**GIVEN TASK**
Copy the lines below word for word, from the line with "Task: point out the dead" to the line with "point(420, 870)", and nothing more.

**RECORDS SHOWN**

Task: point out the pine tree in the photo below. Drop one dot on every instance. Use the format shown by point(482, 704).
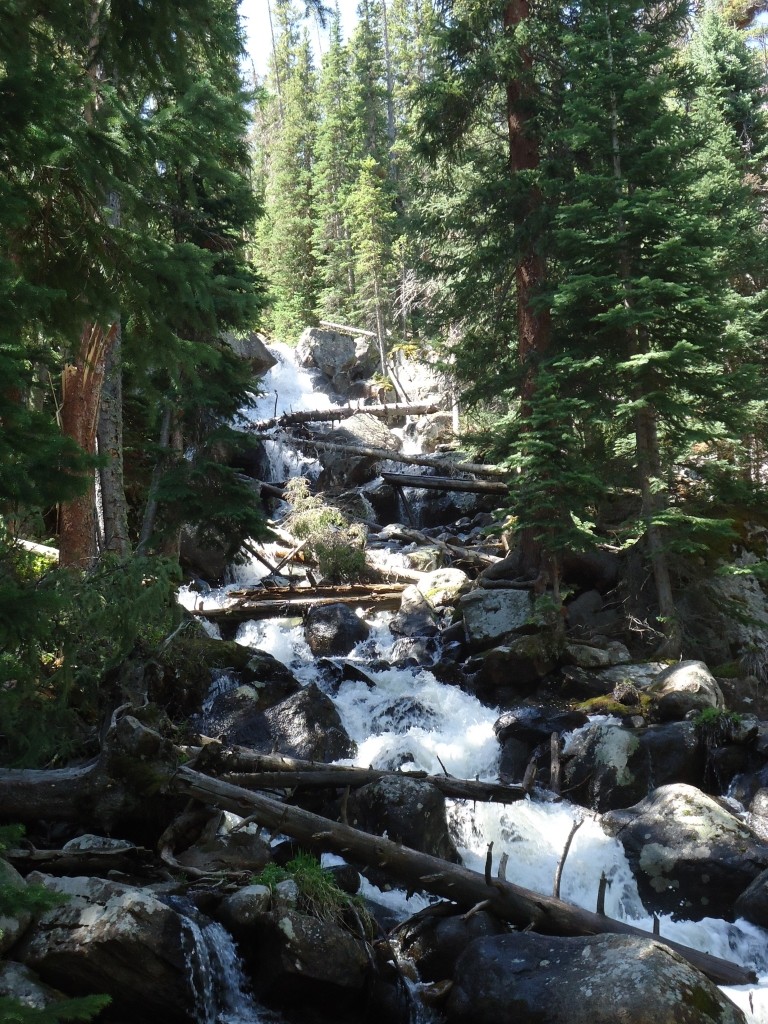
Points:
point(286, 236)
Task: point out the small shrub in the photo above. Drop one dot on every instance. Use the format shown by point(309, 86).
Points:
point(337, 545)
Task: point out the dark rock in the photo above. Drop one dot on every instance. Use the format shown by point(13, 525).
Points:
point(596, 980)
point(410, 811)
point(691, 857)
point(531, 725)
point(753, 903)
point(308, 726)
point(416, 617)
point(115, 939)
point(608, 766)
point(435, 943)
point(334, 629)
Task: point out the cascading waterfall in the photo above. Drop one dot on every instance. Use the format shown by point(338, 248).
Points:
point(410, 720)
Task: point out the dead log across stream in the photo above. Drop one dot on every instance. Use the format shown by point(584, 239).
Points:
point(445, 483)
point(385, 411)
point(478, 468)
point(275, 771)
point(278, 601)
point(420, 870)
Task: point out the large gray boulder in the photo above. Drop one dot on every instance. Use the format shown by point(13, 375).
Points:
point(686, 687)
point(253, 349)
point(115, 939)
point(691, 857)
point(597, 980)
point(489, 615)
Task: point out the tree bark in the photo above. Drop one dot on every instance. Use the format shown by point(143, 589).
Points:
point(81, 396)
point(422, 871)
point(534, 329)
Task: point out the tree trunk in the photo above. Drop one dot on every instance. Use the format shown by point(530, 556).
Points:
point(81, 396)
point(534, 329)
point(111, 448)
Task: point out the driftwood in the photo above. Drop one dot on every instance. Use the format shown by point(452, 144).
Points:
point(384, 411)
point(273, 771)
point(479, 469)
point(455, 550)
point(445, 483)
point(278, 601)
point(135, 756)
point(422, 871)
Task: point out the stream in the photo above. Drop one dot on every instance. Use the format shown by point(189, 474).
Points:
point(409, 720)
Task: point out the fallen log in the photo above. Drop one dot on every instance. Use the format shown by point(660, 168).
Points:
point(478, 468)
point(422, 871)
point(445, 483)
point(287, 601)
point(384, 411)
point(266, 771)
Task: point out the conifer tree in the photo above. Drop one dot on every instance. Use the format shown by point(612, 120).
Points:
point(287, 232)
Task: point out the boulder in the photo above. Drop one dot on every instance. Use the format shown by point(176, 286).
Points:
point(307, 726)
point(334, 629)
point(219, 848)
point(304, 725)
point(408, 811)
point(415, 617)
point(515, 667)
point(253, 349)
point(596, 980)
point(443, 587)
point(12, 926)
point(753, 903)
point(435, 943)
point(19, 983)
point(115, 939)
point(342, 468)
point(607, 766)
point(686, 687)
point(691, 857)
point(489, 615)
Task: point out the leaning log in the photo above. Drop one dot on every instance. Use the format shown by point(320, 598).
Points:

**RESULT OF THE EXERCISE**
Task: point out the dead log across stream in the photo above. Drop one dot on every instance. Use the format shown by point(584, 239).
Points:
point(445, 483)
point(385, 411)
point(478, 468)
point(275, 771)
point(278, 601)
point(420, 870)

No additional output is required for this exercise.